- Selected text -
▶

Rainy weather has long been blamed for achy joints. Unjustly so, according to new research from Harvard Medical School. The analysis, published Dec. 13 in BMJ, found no relationship between rainfall and joint or back pain.
The notion that certain symptoms and weather go hand in hand has persisted since antiquity. Hippocrates, writing in On Airs, Waters, and Places, exhorted those who wish to understand medicine to look at the changing seasons of the year and study the prevailing winds to see how the weather they bring affects health. The belief has endured over the centuries and well into the present, likely fueled by a combination of folklore and small studies that have repeatedly yielded mixed results.
The newly published analysis led by Anupam Jena of Harvard Medical School's Department of Health Care Policy, used a "big data" approach, linking insurance claims from millions of doctor's visits with daily rainfall totals from thousands of National Oceanic and Atmospheric Administration weather stations.
"No matter how we looked at the data, we didn't see any correlation between rainfall and physician visits for joint pain or back pain," said Jena, who is the Ruth L. Newhouse Associate Professor of Health Care Policy at Harvard Medical School and an internist at Massachusetts General Hospital. "The bottom line is: Painful joints and sore backs may very well be unreliable forecasters."

◀

- Dataset extract -
▶

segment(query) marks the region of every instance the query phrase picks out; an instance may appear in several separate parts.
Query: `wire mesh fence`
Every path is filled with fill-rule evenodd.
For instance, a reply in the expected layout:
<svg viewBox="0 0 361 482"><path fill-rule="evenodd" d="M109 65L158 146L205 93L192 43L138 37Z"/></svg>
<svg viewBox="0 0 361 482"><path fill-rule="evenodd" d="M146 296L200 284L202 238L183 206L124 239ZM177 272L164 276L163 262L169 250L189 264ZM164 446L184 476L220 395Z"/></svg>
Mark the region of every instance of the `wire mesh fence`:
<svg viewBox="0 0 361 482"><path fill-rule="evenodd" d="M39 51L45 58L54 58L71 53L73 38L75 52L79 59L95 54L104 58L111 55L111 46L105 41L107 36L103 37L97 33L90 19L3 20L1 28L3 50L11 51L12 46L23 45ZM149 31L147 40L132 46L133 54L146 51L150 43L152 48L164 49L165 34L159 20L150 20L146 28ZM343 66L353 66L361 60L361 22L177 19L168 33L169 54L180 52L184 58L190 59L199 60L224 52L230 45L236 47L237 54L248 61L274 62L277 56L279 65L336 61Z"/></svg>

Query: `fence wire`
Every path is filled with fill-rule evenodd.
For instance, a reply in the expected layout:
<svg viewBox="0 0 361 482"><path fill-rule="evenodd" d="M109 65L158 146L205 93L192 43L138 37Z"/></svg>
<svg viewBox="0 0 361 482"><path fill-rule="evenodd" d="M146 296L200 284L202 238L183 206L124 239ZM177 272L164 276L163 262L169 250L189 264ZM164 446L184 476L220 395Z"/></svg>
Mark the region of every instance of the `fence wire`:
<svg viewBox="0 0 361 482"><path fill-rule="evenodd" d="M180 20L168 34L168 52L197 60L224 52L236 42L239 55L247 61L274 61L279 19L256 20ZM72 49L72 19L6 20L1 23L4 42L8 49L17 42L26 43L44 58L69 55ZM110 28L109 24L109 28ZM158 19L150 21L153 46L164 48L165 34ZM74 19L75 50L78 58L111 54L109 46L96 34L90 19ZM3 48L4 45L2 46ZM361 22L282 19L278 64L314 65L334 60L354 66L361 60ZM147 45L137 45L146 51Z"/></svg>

◀
▶

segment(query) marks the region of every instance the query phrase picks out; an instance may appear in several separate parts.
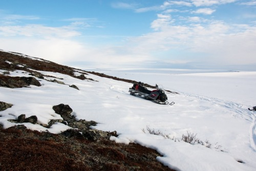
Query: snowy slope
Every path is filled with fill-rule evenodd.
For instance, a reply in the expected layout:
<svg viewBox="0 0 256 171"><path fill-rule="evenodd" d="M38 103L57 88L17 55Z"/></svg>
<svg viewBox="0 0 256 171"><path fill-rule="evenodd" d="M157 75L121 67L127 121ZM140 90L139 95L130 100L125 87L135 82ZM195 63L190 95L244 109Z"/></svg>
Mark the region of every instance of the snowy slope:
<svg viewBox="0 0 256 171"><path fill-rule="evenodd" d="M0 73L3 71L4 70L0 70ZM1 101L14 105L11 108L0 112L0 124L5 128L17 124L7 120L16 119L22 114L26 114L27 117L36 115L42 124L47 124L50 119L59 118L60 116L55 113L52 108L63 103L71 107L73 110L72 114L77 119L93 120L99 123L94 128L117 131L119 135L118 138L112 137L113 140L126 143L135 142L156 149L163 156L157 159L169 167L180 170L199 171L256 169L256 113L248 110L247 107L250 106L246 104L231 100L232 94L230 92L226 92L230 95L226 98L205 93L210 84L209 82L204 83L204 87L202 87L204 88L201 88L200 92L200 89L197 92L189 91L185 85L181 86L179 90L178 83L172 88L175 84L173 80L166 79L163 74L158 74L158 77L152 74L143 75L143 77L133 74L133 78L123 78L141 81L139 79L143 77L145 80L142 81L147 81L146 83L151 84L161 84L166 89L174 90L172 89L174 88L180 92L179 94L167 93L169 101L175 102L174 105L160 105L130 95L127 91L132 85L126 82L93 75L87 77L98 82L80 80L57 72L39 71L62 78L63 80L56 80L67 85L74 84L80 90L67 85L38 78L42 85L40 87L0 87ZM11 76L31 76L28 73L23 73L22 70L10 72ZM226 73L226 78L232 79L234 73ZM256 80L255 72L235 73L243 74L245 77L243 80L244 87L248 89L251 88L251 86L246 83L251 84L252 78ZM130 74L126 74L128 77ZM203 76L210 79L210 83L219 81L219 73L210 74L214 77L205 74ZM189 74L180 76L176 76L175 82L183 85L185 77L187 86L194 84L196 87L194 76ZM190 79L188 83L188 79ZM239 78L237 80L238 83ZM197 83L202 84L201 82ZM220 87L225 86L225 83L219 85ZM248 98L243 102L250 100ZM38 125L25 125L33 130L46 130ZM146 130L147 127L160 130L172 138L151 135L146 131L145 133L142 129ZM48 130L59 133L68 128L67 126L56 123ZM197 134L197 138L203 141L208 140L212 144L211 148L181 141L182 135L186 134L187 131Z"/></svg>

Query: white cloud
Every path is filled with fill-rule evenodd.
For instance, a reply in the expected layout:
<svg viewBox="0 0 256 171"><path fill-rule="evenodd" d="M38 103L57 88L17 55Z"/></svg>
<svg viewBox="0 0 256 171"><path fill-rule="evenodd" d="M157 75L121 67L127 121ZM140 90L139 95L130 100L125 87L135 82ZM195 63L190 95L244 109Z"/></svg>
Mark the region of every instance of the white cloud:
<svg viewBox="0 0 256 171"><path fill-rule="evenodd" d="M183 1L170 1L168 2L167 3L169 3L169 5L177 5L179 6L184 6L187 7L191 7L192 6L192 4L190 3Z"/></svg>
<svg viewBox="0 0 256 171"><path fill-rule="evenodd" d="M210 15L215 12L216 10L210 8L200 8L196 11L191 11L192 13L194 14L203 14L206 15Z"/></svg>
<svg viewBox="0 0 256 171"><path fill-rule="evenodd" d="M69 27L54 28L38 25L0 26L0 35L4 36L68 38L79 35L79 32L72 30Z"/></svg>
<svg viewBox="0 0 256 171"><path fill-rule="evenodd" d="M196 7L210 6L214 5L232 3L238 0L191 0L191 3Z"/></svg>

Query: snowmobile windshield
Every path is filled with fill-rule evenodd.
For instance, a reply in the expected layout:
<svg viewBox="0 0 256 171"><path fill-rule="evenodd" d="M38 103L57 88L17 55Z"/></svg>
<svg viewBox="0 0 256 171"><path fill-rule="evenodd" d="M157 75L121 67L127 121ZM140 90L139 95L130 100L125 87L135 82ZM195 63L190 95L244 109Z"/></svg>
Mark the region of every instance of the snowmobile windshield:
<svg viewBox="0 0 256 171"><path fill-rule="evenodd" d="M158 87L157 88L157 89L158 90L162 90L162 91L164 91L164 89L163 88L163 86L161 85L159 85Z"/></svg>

◀

- Requirement -
Reproduce word for word the passage of the rainfall and joint pain article that begins with the words containing "Rainy weather has" and ends with "or back pain.". Rely only on the article about rainfall and joint pain for what comes next.

- Result below -
Rainy weather has long been blamed for achy joints. Unjustly so, according to new research from Harvard Medical School. The analysis, published Dec. 13 in BMJ, found no relationship between rainfall and joint or back pain.